[Point annotation entries]
▬▬▬▬▬▬

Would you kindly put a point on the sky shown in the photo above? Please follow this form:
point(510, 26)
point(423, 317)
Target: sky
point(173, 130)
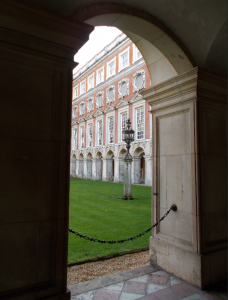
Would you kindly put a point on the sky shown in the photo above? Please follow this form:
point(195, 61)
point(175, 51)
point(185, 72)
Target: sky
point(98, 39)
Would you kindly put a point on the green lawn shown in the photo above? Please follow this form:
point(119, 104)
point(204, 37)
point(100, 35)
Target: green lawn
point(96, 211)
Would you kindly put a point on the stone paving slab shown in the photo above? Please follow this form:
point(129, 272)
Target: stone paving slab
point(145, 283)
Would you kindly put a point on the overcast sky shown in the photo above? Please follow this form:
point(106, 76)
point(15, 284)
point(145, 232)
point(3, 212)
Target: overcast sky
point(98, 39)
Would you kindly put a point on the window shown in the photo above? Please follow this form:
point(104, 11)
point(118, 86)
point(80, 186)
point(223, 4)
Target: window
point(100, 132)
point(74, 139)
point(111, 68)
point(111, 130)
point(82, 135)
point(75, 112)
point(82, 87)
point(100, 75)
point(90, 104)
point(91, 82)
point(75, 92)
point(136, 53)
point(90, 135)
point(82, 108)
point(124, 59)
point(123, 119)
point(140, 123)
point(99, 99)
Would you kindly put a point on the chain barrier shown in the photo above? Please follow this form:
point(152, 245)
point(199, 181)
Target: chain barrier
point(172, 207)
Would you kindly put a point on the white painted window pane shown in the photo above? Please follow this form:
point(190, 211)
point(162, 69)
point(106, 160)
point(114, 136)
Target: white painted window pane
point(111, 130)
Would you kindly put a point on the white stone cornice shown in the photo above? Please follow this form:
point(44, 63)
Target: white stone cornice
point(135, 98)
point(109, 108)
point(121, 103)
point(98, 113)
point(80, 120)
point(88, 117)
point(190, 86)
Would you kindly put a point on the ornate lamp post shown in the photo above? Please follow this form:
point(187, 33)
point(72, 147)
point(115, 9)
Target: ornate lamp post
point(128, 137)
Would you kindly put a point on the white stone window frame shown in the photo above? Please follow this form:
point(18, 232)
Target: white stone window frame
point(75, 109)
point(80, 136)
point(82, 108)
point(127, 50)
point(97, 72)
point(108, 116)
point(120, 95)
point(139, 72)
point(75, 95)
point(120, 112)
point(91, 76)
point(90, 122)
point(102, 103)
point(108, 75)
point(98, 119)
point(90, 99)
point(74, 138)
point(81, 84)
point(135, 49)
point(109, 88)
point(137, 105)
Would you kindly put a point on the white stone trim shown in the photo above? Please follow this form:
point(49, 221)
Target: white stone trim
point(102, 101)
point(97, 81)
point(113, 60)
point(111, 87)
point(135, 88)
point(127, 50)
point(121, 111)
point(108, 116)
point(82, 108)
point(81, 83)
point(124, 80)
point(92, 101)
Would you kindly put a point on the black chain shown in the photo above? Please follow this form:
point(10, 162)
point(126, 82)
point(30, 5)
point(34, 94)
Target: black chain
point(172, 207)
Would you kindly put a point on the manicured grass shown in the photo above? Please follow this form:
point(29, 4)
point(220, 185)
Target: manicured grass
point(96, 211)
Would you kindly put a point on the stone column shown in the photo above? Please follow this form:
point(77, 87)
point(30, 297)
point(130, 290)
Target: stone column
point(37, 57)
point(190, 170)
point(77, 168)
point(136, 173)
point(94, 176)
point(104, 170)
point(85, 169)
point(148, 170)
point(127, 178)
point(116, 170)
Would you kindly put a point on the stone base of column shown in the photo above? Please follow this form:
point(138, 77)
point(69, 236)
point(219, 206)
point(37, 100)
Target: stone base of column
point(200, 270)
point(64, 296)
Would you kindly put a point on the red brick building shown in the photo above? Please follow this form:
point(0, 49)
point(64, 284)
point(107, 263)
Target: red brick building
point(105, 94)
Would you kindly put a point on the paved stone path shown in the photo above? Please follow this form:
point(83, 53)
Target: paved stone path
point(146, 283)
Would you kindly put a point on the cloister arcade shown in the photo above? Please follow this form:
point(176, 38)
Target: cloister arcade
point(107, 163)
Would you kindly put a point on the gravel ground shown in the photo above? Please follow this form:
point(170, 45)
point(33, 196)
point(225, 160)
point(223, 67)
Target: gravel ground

▬▬▬▬▬▬

> WHAT IS NEEDED
Please rewrite all the entries with "Would you kindly" swapped for "Could you" and everything else unchanged, leaving out the pictures.

> RESPONSE
Could you put a point on the sky shown in the photo above? Please follow this form:
point(510, 26)
point(423, 317)
Target: sky
point(173, 130)
Could you put a point on the sky shown in the photo above? Please follow this form:
point(195, 61)
point(175, 51)
point(185, 72)
Target: sky
point(98, 39)
Could you put a point on the green lawn shown in the photo above? Please follow this form:
point(119, 104)
point(204, 37)
point(100, 35)
Target: green lawn
point(96, 211)
Could you put a point on the stone paving slab shown in the photo above? Please follow this form:
point(129, 272)
Target: stone paving slab
point(145, 283)
Could you put a point on the overcast sky shown in the photo above? Please follow this form:
point(106, 76)
point(15, 284)
point(145, 232)
point(3, 212)
Target: overcast sky
point(98, 39)
Could you put a point on the window shown in the photo above? Please follow this form:
point(104, 11)
point(118, 86)
point(80, 186)
point(223, 4)
Target: window
point(100, 132)
point(74, 139)
point(111, 68)
point(111, 130)
point(82, 135)
point(75, 112)
point(82, 87)
point(100, 75)
point(90, 104)
point(91, 82)
point(75, 92)
point(136, 53)
point(90, 135)
point(82, 108)
point(124, 59)
point(123, 119)
point(140, 123)
point(99, 99)
Could you put a point on the chain barrier shown in the photo above? Please follow this form:
point(152, 245)
point(199, 181)
Target: chain barrier
point(172, 207)
Could you put a point on the white painted window pane shown in the photo above? Please follow this form:
point(190, 211)
point(162, 69)
point(106, 160)
point(114, 136)
Target: white painted window pane
point(111, 130)
Could you put a point on the white stone cornice shown in the photo above? Please follow this form:
point(44, 63)
Target: white stone cornice
point(135, 98)
point(109, 108)
point(121, 103)
point(98, 113)
point(80, 120)
point(88, 117)
point(190, 86)
Could you put a point on the ornate lamp post shown in the photo above? Please follow this form:
point(187, 33)
point(72, 147)
point(115, 9)
Target: ornate lamp post
point(128, 137)
Could you put a point on the white stone window frame shown in the photo above? Please follow this form:
point(18, 232)
Target: white stone window frame
point(75, 109)
point(80, 136)
point(82, 108)
point(127, 50)
point(97, 72)
point(108, 116)
point(120, 95)
point(139, 72)
point(75, 95)
point(120, 112)
point(91, 76)
point(90, 122)
point(102, 103)
point(108, 75)
point(98, 119)
point(90, 99)
point(74, 138)
point(81, 84)
point(135, 49)
point(109, 88)
point(137, 105)
Could you put a point on the white stone trim shown in the photo above? Please follow this form:
point(49, 221)
Target: white stone trim
point(102, 101)
point(97, 81)
point(113, 60)
point(111, 87)
point(135, 88)
point(127, 50)
point(121, 111)
point(108, 116)
point(82, 108)
point(81, 83)
point(124, 80)
point(92, 101)
Could you put a point on the black chain shown in the photo above? Please follow this form:
point(10, 162)
point(126, 82)
point(30, 5)
point(34, 94)
Target: black chain
point(172, 207)
Could you put a point on the manicured grass shown in the photo above? Please follow this form:
point(29, 4)
point(220, 185)
Target: manicured grass
point(96, 211)
Could you put a point on the stone column shown in the photo above? Please follow this form:
point(77, 87)
point(30, 297)
point(130, 290)
Target: stone column
point(37, 57)
point(190, 170)
point(77, 168)
point(136, 173)
point(94, 176)
point(104, 170)
point(85, 169)
point(148, 170)
point(127, 178)
point(116, 170)
Could you put a point on the stone base of column shown in the photo above? Please follow this form:
point(138, 77)
point(69, 236)
point(219, 206)
point(37, 100)
Target: stone base of column
point(200, 270)
point(64, 296)
Could you put a point on the red brick building shown in the photo above? Please follow this form:
point(0, 49)
point(64, 284)
point(107, 263)
Target: red brick building
point(105, 94)
Could you put a point on the paved stone path shown in the photo above? Please follow this form:
point(83, 53)
Target: paved stone path
point(146, 283)
Could you put a point on the cloister arcade shown in the photo above? Please follow this form:
point(176, 38)
Target: cloister arcade
point(107, 163)
Could you put a point on the gravel ground shown in the photo above? Please follow this form:
point(170, 45)
point(33, 196)
point(225, 160)
point(223, 67)
Target: gravel ground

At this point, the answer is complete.